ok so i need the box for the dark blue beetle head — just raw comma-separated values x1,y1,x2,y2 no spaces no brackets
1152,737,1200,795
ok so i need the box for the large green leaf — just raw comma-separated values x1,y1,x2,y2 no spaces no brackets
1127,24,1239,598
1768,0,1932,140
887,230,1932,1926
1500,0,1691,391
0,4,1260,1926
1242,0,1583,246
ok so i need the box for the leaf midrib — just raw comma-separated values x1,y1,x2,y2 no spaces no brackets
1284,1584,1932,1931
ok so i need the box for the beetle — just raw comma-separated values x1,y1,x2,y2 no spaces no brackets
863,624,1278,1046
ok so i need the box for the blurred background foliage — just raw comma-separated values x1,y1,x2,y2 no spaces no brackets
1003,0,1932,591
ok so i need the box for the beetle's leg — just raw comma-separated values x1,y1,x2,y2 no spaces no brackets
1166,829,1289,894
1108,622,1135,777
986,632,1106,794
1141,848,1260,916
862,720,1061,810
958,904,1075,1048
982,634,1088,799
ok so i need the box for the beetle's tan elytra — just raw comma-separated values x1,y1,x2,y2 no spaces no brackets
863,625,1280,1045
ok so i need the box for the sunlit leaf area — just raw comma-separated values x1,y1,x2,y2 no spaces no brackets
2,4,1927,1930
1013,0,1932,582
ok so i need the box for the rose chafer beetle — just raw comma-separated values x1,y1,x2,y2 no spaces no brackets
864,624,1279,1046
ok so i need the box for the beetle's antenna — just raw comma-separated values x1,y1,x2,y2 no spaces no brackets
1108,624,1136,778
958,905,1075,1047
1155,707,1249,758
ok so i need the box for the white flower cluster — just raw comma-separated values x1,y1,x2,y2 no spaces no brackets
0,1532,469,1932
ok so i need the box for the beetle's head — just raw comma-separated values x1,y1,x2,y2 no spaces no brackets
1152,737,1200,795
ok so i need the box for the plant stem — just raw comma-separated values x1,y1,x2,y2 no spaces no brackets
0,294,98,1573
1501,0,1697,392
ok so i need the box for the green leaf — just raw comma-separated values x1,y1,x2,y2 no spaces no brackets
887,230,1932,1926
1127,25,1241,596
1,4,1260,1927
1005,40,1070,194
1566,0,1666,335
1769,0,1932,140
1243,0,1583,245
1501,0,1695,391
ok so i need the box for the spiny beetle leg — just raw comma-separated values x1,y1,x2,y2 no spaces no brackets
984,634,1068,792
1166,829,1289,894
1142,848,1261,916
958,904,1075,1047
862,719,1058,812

________________

## PROMPT
Retype the entries above exactly as they appear.

## OUTPUT OF THE EXERCISE
ok so i need the box for the dark blue beetle head — just raw comma-separated values x1,y1,x2,y2 no spaces no brackets
1152,737,1200,795
ok so i need the box for the large green leaf — just raw comma-separated values x1,y1,x2,y2 no spaces no brackets
1127,24,1239,598
1768,0,1932,140
887,230,1932,1926
1500,0,1691,391
0,4,1260,1926
1242,0,1583,246
ok so i need the box for the leaf midrib — just raw comma-separated values x1,y1,x2,y2 no spaces no brackets
1284,1584,1932,1931
ok so i need the box for the beetle — just raw comma-separated values x1,y1,x2,y2 no spaces no brackets
863,624,1278,1046
ok so i need the box for the blurred background foliage — just raw comma-separated values x1,y1,x2,y2 no spaces no brackets
1003,0,1932,591
ok so i need the box for the beetle's leg — just raw comma-separated values x1,y1,x2,y2 no spaces no brackets
1166,829,1289,894
1108,622,1135,777
986,632,1106,794
1141,848,1260,916
862,720,1061,810
958,904,1075,1048
982,634,1088,799
ok so i need the box for the beetle's tan elytra — just raw comma-separated values x1,y1,x2,y2 no spaces no brackets
863,625,1280,1045
ok so i need the box for the sunlit leaf area — just raw comma-separated values x1,y1,x2,y2 no spaces no brackets
2,4,1927,1930
1013,0,1932,582
ok so i need the box for the rose chafer beetle — just raw comma-separated values x1,y1,x2,y2 no spaces no brackets
864,624,1279,1046
ok so i need the box for the beetle's antenna — just raw comma-separated values x1,y1,x2,y2 no spaces no brackets
1108,624,1136,778
958,905,1075,1047
1155,707,1249,758
ok so i need the box for the white flower cluster — just raw comma-separated values x1,y1,x2,y2 no spaces no brackets
0,1532,469,1932
ok so i need the box for the beetle's head — just raw comma-separated values x1,y1,x2,y2 no spaces no brackets
1152,737,1200,795
ok so i need the box for the plant stem — just raw comma-separated values x1,y1,x2,y2 no spaces no brackets
0,294,98,1573
1501,0,1697,392
ok so i need the box for the green leaf — just raw comma-separated values x1,y1,x2,y2 no spaces no brackets
887,230,1932,1926
1127,25,1241,596
1,4,1260,1927
1005,40,1070,194
1566,0,1666,335
1769,0,1932,140
1243,0,1583,245
1501,0,1695,391
ok so i need the box for the spiny beetle leg — just raw comma-separated values x1,y1,x2,y2 no spaces no brackets
984,634,1068,792
1166,829,1289,894
1142,848,1261,916
958,904,1075,1047
862,719,1058,812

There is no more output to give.